* [SELECTED TEXT]:
/---

Sunday, March 30, 2014

RECALLING A MORE CIVILIZED TIME, AT LEAST FOR SOME

George F. Kennan, The Kennan Diaries, edited by Frank Costigliola (New York: Norton, 2014) (December 20, 1927: "Reading Die Buddenbrooks (Thomas Mann), this Forsyte Saga of old Lubeck, I cannot help but regret that I did not live fifty or a hundred years sooner. Life is too full in these times to be comprehensible. We know too many cities to be able to grow into an of them, and our arrivals and departures are no longer matters for emotional debauches, for they are too common. Similarly, we have too many friends to have any real friendships, too many books to know any of them well, and the quality of our impressions gives way to the quantity, so that life begins to seem like a movie, with hundreds of kaleidoscopic scenes flashing on and off field of perception, gone before we have time to consider them," "I should like to have lived in the days when a visit was a matter of months, when political and social problems were regarded from simple standpoints called 'liberal' and 'conservative,' when foreign countries were still foreign, when a vast part of the world always bore the glamour of the great unknown, when there were still wars worth fighting and gods worth worshiping." Id. at 46-47. Reread this diary entry but place it in the context of our goolge-ized, youtube-ized, twitter-ized, facebook-ized, global media-ized, etc., twenty-first-century lives. Are we living lives, or merely existing, merely occupying time, space? It takes time to be and act civilized. And, in an age on instant gratification, obsessive self-love, and gross consumerism, we have no time to take time to be and act civilized. Also, see Fareed Zakaria, "'A Guest of My Time'," NYT Book Review, Sunday, 2/23/2014.).

Thursday, March 27, 2014

IS IT IMMORAL TO EAT A CHOCOLATE BAR?

The original intent for today's blog posting was "Spring Quarter Suggested Readings For Law Students,"where ten or so books were to be listed. In reading Stephen Emmott's book (see below), however, I have concluded there is one, and only one, problem that renders all other problems minor. If we don't address and solve the problem of climate change there is no need to address other social, political and legal problems. Why, because, as Emmott notes, we will have fucked ourselves already. Thus, instead of a list of books to read for the spring quarter, might I suggest reading just one book . . . and, then, thinking long and hard about what you are going do, how you are going to change, how you are going to consume far, far, far less, thinking about what the rules, regulations, and laws would have to be, etc., so as not to fuck future generations. That is, if it is not too late already.

\---

* [DATA LISTING]:

/---

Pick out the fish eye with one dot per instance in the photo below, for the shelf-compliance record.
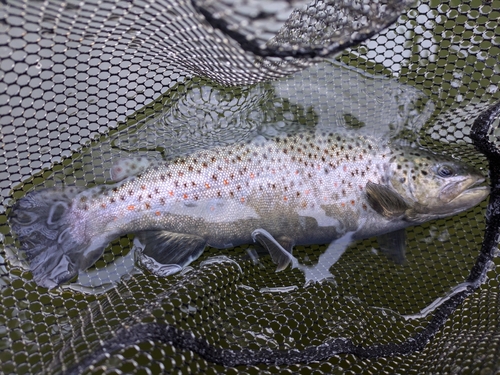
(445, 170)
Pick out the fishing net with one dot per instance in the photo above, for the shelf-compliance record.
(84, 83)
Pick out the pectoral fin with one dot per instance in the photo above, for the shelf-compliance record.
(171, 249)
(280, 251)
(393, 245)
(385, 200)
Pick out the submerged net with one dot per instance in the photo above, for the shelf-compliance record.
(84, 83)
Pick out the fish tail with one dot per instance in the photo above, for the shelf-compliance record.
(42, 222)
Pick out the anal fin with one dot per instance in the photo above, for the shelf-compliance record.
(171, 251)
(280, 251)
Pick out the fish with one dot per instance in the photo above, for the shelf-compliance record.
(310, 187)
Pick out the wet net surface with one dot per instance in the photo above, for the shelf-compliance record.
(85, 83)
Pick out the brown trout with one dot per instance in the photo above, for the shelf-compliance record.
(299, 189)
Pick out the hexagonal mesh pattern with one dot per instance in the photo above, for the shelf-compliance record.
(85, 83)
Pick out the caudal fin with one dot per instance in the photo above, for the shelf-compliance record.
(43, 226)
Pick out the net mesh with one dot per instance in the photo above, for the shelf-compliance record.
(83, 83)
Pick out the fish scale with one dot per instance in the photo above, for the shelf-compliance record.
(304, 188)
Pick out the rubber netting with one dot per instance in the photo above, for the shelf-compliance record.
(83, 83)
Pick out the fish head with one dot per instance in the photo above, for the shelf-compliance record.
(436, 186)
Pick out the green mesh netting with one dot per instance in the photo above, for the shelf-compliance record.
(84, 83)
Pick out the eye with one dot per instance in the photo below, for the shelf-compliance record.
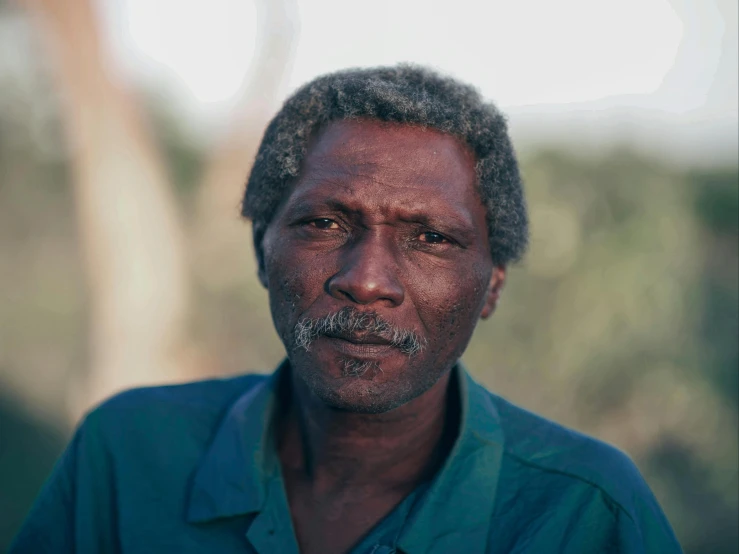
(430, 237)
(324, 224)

\---
/---

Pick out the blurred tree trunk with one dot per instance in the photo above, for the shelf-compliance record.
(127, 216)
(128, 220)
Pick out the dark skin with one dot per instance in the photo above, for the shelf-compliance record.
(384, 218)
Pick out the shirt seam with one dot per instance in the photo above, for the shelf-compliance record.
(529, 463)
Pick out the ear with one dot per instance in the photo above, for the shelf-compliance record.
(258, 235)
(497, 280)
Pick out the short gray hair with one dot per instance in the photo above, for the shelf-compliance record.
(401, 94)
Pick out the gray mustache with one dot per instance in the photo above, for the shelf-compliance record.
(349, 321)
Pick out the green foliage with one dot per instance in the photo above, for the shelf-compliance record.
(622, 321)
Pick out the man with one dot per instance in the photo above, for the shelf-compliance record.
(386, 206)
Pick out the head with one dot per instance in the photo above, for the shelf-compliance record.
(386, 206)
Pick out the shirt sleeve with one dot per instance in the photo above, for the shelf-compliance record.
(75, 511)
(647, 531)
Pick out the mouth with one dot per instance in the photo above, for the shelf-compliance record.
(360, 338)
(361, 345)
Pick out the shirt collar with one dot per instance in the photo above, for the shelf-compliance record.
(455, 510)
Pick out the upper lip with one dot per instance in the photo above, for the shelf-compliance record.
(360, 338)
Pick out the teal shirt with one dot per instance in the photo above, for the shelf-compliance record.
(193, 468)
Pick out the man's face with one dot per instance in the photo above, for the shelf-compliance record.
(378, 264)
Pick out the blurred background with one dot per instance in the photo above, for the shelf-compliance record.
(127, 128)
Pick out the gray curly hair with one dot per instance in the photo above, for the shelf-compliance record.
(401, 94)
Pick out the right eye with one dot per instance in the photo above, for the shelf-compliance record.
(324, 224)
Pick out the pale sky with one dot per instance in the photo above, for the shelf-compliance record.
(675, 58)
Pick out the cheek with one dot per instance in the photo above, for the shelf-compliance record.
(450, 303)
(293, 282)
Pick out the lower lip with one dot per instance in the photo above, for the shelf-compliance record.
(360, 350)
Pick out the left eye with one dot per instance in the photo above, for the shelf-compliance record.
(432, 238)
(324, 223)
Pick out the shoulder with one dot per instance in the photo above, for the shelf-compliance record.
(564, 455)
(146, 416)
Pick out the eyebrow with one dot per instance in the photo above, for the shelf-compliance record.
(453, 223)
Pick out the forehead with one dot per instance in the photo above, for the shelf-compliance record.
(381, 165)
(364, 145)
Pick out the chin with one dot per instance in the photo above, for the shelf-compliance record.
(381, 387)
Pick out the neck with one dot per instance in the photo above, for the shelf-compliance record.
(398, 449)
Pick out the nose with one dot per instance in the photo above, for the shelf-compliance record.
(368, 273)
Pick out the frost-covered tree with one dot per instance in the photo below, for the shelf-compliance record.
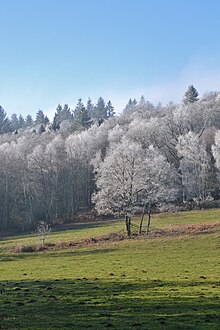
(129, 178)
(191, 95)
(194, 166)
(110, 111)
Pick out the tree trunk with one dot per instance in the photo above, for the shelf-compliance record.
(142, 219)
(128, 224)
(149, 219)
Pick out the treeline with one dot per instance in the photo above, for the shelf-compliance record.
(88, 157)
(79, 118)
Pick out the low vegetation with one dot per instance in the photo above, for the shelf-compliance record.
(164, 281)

\---

* [WHAT YOU WILL DO]: From the blog posts, list every "when" clause Kennan uses to describe the days in which he would like to have lived.

* [COMPLETED TASK]:
- when a visit was a matter of months
- when political and social problems were regarded from simple standpoints called 'liberal' and 'conservative'
- when foreign countries were still foreign
- when a vast part of the world always bore the glamour of the great unknown
- when there were still wars worth fighting and gods worth worshiping